ING GRISH by JOHN YAU and THOMAS NOZKOWSKI
JEFFREY CYPHERS WRIGHT ReviewsIng Grish, poems by John Yau and images by Thomas Nozkowski
(Saturnalia Books, Philadelphia, 2005)
SHIMMERING CHIMERAS
At first, it seems Ing Grish is the name of some Scandinavian anti-hero. Then the linguistic acid cuts in. It’s another example of how John Yau exacts multiple references from his narrative clues. In the new book, he teams up with artist Thomas Nozkowski (who offers reproductions of paintings and drawings) to posit an audaciously innovative collection of “Untitled Portraits” (as several of the poems are called). At times, the fit is so right, it feels like Yau and Nozkowski are illustrating each other as they perform duos on a stage with changing sets.
In these poems, Yau continues to populate his wordscapes with enigmatic personae dramatis. Demons, genies and one-eyed librarians make cameos in ever shifting scenarios that flare up, vanish and are instantly followed by new characters in elaborate situations.
In “Two Baboons on a Beach,” the language sheds the luggage of linear continuity and instead takes on a structural web that is cloaked in a narrative diction. Using the long sentences of the New York School, Yau stretches them out with regular adjective-noun double punch combos: “good Samaritan, gaggle of troubadours… two spinsters… smaller birds… bronze-colored man…tall ruddy translator….” He then insinuates these inventions into compelling circumstances: “clambered into its dusty cab… the guard gasps when he realizes the owl is missing.” Sometimes it’s as if you are reading fairy tales that indelibly meld together.
A droll air pervades the spellbinding tableaux. Sometimes the effects are culled from old-fashioned props such as dukes and tightrope walkers, casting an amber, if surreal, glow over the figures. Occasionally the farce is forthright: “The bull circles the outhouse marked OFF LIMITS.” In between all the action, the interwoven lulls become pastoral and add the perfect ballast: “…sunset flooding the interior of a tower… pebbles clatter down a tin roof…a green sky tinged with pink streams.”
—————
What you will do =>
(1) Transcribe the stretch of the Ing Grish review from "ING GRISH by" through "Books, Philadelphia, 2005)".
(2) According to the Ing Grish review, why does it at times feel as though Yau and Nozkowski are illustrating each other?
The lines that come after this point are not needed for anything asked here.

Listed records =>
—————
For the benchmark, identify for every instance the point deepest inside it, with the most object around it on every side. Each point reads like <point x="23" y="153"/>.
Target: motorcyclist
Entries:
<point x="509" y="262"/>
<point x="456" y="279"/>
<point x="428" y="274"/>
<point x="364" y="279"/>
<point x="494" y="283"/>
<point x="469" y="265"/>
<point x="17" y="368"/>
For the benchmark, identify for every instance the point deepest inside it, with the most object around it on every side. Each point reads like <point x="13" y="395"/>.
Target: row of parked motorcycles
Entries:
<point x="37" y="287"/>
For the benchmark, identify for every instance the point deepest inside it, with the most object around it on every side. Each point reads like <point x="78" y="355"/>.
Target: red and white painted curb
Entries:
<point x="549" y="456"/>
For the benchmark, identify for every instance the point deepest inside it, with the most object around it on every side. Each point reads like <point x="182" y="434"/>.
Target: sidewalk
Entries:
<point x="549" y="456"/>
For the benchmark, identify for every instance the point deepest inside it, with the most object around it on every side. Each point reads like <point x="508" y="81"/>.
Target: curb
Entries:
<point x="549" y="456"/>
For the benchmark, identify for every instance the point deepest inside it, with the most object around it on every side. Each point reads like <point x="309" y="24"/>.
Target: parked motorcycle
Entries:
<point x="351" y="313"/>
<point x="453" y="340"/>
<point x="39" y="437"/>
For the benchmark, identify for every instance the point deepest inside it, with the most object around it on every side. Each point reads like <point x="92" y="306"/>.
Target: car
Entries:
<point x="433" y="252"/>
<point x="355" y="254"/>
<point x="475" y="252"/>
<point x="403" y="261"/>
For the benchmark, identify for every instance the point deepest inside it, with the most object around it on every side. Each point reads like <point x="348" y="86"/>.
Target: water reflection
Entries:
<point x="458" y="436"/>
—————
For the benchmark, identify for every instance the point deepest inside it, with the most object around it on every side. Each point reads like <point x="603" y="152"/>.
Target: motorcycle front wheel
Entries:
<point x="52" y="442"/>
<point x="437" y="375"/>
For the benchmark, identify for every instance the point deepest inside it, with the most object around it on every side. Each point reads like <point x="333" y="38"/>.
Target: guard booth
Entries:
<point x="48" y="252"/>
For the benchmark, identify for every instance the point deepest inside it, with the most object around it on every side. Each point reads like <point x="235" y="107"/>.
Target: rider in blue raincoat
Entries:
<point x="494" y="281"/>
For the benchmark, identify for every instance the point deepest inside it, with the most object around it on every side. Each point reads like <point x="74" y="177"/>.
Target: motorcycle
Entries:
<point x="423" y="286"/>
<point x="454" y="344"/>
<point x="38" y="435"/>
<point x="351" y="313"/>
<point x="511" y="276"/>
—————
The responses =>
(1)
ING GRISH by JOHN YAU and THOMAS NOZKOWSKI
JEFFREY CYPHERS WRIGHT ReviewsIng Grish, poems by John Yau and images by Thomas Nozkowski
(Saturnalia Books, Philadelphia, 2005)

(2) At times the fit between Yau's poems and Nozkowski's images is so right that they seem to illustrate each other, as if the two were performing duos on a stage with changing sets.